Texto fornecido ▸

::::::::::

"Já não há um mundo unipolar, mas multipolar. Este fato exaspera a arrogância dos norte-americanos, especialmente os supremacistas neocons, que afirmam ser necessário continuar a guerra na Ucrânia para sangrar e eventualmente arrasar a Rússia e neutralizar a China para confrontá-la numa fase posterior. Desta forma – esta é a pretensão neocon – se voltaria ao mundo unipolar sob o domínio dos EUA", escreve Leonardo Boff, teólogo, filósofo e escritor de A busca da justa medida: o pescador ambicioso e o peixe encantado, Vozes, 2022 e Habitar a Terra: qual o caminho para a fraternidade universal?, Vozes, 2021.
No dia 29 de junho do corrente ano de 2022 aconteceu a Cúpula de Madrid com os países que compõem a Organização do Tratado do Atlântico Norte (OTAN, em português), à qual pertence como ator principal os EUA. Aliás, a relação entre estes países europeus e os EUA é de humilhante subordinação.

::::::::::

Enunciado da tarefa a ▸ Por favor, transcreva sem nenhuma alteração tudo o que vai do início das entradas até a linha que contém "163], [83, 130]]", com as duas pontas incluídas.

::::::::::

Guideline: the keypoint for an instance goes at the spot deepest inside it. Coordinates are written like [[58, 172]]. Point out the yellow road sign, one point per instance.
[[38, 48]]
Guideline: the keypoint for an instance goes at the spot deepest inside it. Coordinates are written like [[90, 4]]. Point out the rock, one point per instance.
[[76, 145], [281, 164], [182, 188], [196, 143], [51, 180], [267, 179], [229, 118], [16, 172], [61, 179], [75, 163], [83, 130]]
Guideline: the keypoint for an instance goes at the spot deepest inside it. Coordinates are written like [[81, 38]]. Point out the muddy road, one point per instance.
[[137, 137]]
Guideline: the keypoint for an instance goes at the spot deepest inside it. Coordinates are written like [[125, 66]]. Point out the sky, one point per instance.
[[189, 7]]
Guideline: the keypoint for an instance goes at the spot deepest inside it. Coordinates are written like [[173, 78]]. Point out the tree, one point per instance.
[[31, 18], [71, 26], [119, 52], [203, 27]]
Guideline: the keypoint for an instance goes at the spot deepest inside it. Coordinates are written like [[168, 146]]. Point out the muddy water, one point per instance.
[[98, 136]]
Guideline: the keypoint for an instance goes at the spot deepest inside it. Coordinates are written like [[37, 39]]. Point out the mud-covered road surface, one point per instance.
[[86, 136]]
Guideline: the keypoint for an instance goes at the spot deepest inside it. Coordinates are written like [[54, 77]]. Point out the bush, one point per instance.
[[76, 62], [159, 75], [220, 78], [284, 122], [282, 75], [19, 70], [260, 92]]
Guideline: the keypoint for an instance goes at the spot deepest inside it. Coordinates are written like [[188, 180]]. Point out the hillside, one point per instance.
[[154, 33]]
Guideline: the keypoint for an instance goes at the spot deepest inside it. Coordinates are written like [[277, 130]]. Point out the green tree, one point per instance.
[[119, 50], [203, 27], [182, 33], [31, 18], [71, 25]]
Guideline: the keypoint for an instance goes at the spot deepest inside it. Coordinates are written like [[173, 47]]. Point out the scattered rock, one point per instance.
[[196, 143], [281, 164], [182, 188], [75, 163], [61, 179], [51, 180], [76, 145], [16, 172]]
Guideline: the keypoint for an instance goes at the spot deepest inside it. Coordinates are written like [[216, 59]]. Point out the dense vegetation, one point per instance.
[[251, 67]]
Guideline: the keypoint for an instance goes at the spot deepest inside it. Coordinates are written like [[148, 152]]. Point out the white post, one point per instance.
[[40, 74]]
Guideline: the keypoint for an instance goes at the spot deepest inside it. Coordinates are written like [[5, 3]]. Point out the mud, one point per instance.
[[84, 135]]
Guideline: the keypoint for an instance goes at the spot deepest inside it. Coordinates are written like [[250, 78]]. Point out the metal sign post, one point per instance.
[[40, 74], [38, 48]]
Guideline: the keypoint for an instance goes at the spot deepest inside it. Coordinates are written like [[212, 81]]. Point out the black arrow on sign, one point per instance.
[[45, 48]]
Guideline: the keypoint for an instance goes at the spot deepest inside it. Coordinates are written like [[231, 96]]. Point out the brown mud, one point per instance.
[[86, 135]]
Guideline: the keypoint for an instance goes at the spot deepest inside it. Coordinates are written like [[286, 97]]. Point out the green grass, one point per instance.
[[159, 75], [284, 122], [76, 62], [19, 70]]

::::::::::

Enunciado da tarefa b ▸
Indique se cada afirmação a seguir concorda com o texto sobre o mundo multipolar. Responda sim ou não e cite literalmente as palavras do texto que decidem.
(i) A Cúpula de Madrid aconteceu em 29 de junho de 2022.
(ii) Os neocons defendem o fim da guerra na Ucrânia.
(iii) A relação entre os países europeus e os EUA é apresentada como uma parceria entre iguais.

Resposta da tarefa a ▸
Guideline: the keypoint for an instance goes at the spot deepest inside it. Coordinates are written like [[58, 172]]. Point out the yellow road sign, one point per instance.
[[38, 48]]
Guideline: the keypoint for an instance goes at the spot deepest inside it. Coordinates are written like [[90, 4]]. Point out the rock, one point per instance.
[[76, 145], [281, 164], [182, 188], [196, 143], [51, 180], [267, 179], [229, 118], [16, 172], [61, 179], [75, 163], [83, 130]]

Resposta da tarefa b ▸
(i) Sim: "No dia 29 de junho do corrente ano de 2022 aconteceu a Cúpula de Madrid".
(ii) Não: "afirmam ser necessário continuar a guerra na Ucrânia".
(iii) Não: "a relação entre estes países europeus e os EUA é de humilhante subordinação".